[Page excerpt]
>>>

Mar 31, 2010

Francois Truffaut's Fahrenheit 451

Kieran and I managed to catch Francois Truffaut's 1966 Fahrenheit 451 at the Chauvel Cinematheque on Monday, and I thought I'd quickly share an insight of the film with you.

"Fahrenheit four-five-one is the temperature at which book paper catches fire and starts to burn."

Based on the novel of the same title by Ray Bradbury, the film is set in a dystopian future where books are deemed as the oppressors of society (staying home to read your book makes you anti-social!). The firemen of this society don't put out fires. Instead, their job is to destroy all the remaining books by making fires out of them. The story follows a fireman at the verge of a promotion to a higher ranking officer, who begins to question the entire system.

As one of the pioneers of French New Wave cinema, only Truffaut can make a jump-cut/zoom shot so damn deliciously appropriate. This was Truffaut's first film in colour, and I admire this. Having only seen The 400 Blows and half of Jules et Jim prior to this, I think his style is consistent here. Also, given the fact that this is his first (and only) English film, and that it was an American large-scale, bigger budget production compared to his previous films of small crews and smaller budgets. I really liked the style of this film, and loved the crazy French Nouveau techniques such as the weird zoom shots and how Truffaut continuously crosses the line of perception with the camera, playing on our understanding of character relationships.

<<<

[Goal]
Print the Fahrenheit 451 review word for word, from "Mar 31, 2010" down to "film with you.".

[Entries]
>>>

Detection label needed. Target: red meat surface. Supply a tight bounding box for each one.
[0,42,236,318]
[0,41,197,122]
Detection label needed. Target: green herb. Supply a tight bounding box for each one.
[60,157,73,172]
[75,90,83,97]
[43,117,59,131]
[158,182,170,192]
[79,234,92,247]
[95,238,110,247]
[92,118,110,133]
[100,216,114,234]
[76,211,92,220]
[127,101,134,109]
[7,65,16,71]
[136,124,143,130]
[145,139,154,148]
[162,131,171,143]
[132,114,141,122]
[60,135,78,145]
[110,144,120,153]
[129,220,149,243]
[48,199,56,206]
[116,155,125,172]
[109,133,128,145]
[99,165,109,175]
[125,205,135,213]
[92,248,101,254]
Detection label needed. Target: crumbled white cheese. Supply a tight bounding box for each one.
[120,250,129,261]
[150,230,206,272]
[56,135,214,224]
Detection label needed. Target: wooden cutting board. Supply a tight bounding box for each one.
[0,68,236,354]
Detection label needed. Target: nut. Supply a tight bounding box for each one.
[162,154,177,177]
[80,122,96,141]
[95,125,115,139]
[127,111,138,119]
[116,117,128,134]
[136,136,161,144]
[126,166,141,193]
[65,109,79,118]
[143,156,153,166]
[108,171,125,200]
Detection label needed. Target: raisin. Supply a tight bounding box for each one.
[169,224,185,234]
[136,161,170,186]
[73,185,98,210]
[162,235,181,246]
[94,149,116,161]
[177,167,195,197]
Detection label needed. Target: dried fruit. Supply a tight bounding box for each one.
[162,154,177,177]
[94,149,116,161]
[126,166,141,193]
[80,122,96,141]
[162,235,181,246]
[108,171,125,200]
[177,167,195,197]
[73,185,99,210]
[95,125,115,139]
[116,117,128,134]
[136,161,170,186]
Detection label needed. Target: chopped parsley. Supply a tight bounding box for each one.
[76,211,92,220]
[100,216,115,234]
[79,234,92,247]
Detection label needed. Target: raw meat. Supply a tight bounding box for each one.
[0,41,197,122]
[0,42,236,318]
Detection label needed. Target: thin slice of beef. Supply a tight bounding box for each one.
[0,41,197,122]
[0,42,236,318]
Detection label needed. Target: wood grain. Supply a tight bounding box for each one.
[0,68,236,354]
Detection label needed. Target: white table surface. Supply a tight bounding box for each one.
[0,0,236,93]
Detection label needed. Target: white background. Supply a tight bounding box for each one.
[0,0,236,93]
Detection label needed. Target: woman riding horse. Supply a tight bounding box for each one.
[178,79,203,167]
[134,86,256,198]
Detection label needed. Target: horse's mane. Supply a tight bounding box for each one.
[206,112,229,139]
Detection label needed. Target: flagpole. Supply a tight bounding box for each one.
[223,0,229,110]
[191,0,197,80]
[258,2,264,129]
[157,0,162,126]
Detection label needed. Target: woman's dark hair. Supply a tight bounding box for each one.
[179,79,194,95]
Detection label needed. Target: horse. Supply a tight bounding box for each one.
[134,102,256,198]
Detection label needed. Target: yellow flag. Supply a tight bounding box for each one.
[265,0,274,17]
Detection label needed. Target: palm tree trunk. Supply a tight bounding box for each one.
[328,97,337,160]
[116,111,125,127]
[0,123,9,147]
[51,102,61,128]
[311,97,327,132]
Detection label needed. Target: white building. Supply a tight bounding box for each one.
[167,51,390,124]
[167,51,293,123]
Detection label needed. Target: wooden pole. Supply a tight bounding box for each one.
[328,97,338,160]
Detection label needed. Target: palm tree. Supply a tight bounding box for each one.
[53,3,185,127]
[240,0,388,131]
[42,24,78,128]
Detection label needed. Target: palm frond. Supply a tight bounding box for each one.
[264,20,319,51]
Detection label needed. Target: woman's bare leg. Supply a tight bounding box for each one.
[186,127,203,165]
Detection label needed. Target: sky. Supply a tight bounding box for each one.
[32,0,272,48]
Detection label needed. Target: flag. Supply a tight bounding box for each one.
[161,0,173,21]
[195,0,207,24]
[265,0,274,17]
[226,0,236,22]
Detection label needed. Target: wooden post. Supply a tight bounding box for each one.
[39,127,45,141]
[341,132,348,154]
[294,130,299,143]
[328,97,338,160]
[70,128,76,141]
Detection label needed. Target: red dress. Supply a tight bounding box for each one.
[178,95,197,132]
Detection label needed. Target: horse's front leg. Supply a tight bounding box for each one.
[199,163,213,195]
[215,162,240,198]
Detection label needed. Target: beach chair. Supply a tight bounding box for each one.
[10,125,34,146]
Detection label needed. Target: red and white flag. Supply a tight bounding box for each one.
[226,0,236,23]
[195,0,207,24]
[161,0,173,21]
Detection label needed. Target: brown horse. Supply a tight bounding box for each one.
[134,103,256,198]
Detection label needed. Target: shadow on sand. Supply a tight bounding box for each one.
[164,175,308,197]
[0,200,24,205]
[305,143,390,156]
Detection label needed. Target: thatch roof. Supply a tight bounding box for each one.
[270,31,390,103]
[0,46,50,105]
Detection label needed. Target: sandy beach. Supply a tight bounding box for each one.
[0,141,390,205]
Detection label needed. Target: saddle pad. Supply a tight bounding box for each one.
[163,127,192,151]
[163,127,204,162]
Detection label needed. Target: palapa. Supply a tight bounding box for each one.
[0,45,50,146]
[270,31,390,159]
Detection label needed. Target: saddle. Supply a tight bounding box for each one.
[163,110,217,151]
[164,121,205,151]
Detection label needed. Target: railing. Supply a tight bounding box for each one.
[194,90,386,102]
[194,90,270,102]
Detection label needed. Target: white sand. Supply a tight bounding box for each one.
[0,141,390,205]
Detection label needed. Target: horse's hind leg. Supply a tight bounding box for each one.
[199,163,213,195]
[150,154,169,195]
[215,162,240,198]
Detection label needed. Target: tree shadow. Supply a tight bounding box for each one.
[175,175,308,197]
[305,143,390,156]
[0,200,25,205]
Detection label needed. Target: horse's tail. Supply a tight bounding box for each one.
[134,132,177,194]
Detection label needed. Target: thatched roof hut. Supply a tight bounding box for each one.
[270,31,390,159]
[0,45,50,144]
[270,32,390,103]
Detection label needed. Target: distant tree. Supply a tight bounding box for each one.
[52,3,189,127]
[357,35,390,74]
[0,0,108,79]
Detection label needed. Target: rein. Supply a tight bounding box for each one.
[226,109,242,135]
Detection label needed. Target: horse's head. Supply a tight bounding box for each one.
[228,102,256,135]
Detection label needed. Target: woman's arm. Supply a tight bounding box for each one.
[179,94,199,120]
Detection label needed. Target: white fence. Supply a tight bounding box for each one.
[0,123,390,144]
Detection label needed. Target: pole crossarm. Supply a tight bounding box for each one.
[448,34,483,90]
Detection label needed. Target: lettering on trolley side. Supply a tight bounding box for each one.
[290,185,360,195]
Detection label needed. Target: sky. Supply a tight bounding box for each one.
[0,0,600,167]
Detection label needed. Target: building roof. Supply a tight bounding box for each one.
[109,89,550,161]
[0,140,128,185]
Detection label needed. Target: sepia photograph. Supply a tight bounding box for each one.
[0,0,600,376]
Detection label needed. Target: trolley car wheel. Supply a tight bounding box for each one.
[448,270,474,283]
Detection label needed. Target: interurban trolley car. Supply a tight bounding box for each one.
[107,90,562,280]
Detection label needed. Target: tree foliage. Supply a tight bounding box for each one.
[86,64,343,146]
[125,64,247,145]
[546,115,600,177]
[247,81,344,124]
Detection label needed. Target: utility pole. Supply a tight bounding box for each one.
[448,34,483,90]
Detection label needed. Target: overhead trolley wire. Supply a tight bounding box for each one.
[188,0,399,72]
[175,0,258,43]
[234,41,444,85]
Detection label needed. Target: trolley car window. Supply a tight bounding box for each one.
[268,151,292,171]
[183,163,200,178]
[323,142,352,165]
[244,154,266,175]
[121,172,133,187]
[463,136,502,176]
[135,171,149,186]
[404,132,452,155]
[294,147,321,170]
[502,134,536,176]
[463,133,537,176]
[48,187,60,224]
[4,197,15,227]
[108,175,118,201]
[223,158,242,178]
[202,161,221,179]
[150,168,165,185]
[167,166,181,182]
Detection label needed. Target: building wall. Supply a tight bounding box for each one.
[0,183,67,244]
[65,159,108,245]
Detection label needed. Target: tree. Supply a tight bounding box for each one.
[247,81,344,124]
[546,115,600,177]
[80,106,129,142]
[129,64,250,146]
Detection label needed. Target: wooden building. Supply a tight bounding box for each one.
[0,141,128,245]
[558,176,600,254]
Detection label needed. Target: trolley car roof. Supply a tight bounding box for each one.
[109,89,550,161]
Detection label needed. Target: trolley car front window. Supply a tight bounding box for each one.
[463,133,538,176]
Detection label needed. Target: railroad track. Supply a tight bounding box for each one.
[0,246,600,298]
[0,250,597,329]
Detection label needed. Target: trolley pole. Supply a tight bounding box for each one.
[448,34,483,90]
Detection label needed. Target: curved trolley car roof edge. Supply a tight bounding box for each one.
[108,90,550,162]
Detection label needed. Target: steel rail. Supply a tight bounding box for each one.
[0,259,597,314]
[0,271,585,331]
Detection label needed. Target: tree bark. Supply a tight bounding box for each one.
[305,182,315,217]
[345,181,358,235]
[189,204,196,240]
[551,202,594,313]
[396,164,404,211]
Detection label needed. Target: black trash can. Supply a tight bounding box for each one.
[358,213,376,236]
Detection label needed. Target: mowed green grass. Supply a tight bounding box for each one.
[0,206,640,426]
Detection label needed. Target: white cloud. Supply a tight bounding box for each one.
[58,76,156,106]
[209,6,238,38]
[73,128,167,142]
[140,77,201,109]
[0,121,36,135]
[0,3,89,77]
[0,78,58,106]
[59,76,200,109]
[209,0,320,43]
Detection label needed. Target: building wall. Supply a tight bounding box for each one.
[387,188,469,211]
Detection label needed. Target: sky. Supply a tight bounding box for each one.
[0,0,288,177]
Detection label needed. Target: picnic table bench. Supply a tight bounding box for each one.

<<<

[Completed task]
Mar 31, 2010

Francois Truffaut's Fahrenheit 451

Kieran and I managed to catch Francois Truffaut's 1966 Fahrenheit 451 at the Chauvel Cinematheque on Monday, and I thought I'd quickly share an insight of the film with you.